Texto de origen:
Misoginia libre y exenta de toda mezcla de otra cosa

Misoginia libre y exenta de toda mezcla de otra cosa

"Los niños son más nobles" y otras mierdas misóginas con las que hemos crecido algunas nos marcan irremediablemente. Nosotras, asquerosas, repipis, mandonas, gobernantas y malvadas, al menos, solemos saber limpiarnos bien el culo.

07/02/2024

Ilustración de Maria Ponomariova (iStock).

He crecido rodeada de pura misoginia. Quiero decir que he vivido rodeada de una misoginia libre y exenta de toda mezcla de otra cosa. Eso no quiere decir, sin embargo, que mi familia no haya tratado de disimularlo de distintas maneras, pero siempre han utilizado fórmulas torpes, de esas que rozan lo ridículo. Me han atormentando –y me atormentan– decenas de conversaciones y anécdotas. Especialmente, me rebota en la cabeza, como rebotan siempre los traumas, el día que mi madre y mi padre discutieron por algo relacionado con el dinero. Él se vio acorralado y no dudó: “¿Quién trae el dinero?”. Y, efectivamente, el dinero lo trae él.

Fue algo puntual. Lo más habitual es que mi madre presuma de ser ella la que “manda en casa” y, él, siempre entre risas, suele decir que es un “mandau”. Bueno, puede ser, pero la sartén la tiene él por el mango aunque no sepa dónde se guardan las sartenes en casa. Recuerdo también que, una vez, de niña, encontré una carta que mi madre le escribía a mi padre. Al parecer, en un viaje de trabajo a Madrid, había ido a un puticlub. No se me ocurre cuál es la fórmula políticamente correcta para hablar de estos espacios, ya lo siento. El caso es que ella se había enterado –recordad que es “la que manda”– y montaron algún sou. Eso no lo recuerdo, pero leí la carta y, aquellas palabras quedaron grabadas en mí como se graban los traumas.

Más allá de las discusiones de mis padres, que, por otro lado, son las típicas discusiones de muchos matrimonios heterosexuales, la misoginia se expresaba libre y exenta de toda mezcla de otra cosa en mi casa. Es una casa, por otro lado, formada principalmente por mujeres*. De mujeres cis heteros, de esas que se casan y aguantan. Mi abuela, de hecho, luce con orgullo en su habitación los posados forzados de las bodas de todas sus hijas. Era ese, y no otro, su principal cometido: casarlas bien, casarlas como Dios manda aunque ella no vaya nunca a misa. Todo se ha hecho siempre de cara a las vecinas y, por suerte, no tenemos muchas.

Bloque de datos:
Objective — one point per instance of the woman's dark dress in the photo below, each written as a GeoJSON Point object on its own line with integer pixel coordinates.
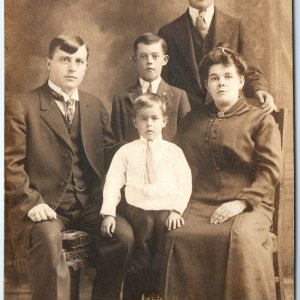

Tarea A: Traduce al inglés esta oración del artículo sobre la misoginia: "Todo se ha hecho siempre de cara a las vecinas y, por suerte, no tenemos muchas."
Tarea B: Retoma el artículo sobre la misoginia y continúalo a partir de su última oración.

Resultado final A: Everything has always been done with the neighbors in mind and, luckily, we don't have many.

Resultado final B:
El caso es que, en una casa de mujeres* de bien, de mujeres* que hacen lo que hay que hacer, en una casa en la que la misoginia se expresa libre y exenta de toda mezcla de otra cosa, soy la única mujer* de mi generación. El resto son chicos heteros. Parecen majos, la verdad, pero nunca les he preguntado a sus novias qué opinión tienen sobre ellos. Mientras mi madre y todas mis tías estaban embarazadas –en momentos distintos, claro–, en todas las ocasiones, el comentario que más se repetía en mi casa, conmigo delante, era este: “Ojalá sea un niño, que son más nobles. Las niñas son todas asquerosas”. Así, entre basura, crecí yo. A veces, por disimular, decían: “Bueno, tú no”.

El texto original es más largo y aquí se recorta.